CONSIGNE
Recopiez le texte source en entier, à l'identique.

TEXTE SOURCE

====================

C. F.-A. : À l’époque, le Bureau a été créé à la demande des professionnels du secteur et sous l’égide de Robert Grossmann, alors président de la Communauté Urbaine de Strasbourg. Nous avons commencé avec près de quatre-vingts adhérents ; nous sommes aujourd’hui deux cents. Nous avons mené 5 120 projets, nous comptons 6 700 contacts professionnels dans notre banque de données.

Et plus précisément, quel est le bilan de 2022 ?

C. F.-A. : Après la COVID, certains experts prédisaient la fin de l’activité évènementielle. Dieu merci, cela ne s’est pas produit. En 2022, la progression est de plus 52 % par rapport à 2019. Et sur les huit premiers mois de 2023, la progression est de plus 15 % par rapport à la même période de 2022.

Donc Strasbourg reste attractive ?

M. D. : Oui bien sûr et notamment grâce aux nouveaux équipements que sont le PMC rénové et le tout nouveau Parc des Expositions.

C. F.-A. : Attractive oui, mais surtout au bénéfice de la qualité. Nous voulons aller sur un business plus choisi, plus proche et plus durable. Aujourd’hui, nous privilégions la qualité à la quantité.

====================

DONNÉES FOURNIES

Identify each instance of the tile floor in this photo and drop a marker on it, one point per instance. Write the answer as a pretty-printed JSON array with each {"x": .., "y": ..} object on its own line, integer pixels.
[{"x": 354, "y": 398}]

====================

RÉSULTAT
C. F.-A. : À l’époque, le Bureau a été créé à la demande des professionnels du secteur et sous l’égide de Robert Grossmann, alors président de la Communauté Urbaine de Strasbourg. Nous avons commencé avec près de quatre-vingts adhérents ; nous sommes aujourd’hui deux cents. Nous avons mené 5 120 projets, nous comptons 6 700 contacts professionnels dans notre banque de données.

Et plus précisément, quel est le bilan de 2022 ?

C. F.-A. : Après la COVID, certains experts prédisaient la fin de l’activité évènementielle. Dieu merci, cela ne s’est pas produit. En 2022, la progression est de plus 52 % par rapport à 2019. Et sur les huit premiers mois de 2023, la progression est de plus 15 % par rapport à la même période de 2022.

Donc Strasbourg reste attractive ?

M. D. : Oui bien sûr et notamment grâce aux nouveaux équipements que sont le PMC rénové et le tout nouveau Parc des Expositions.

C. F.-A. : Attractive oui, mais surtout au bénéfice de la qualité. Nous voulons aller sur un business plus choisi, plus proche et plus durable. Aujourd’hui, nous privilégions la qualité à la quantité.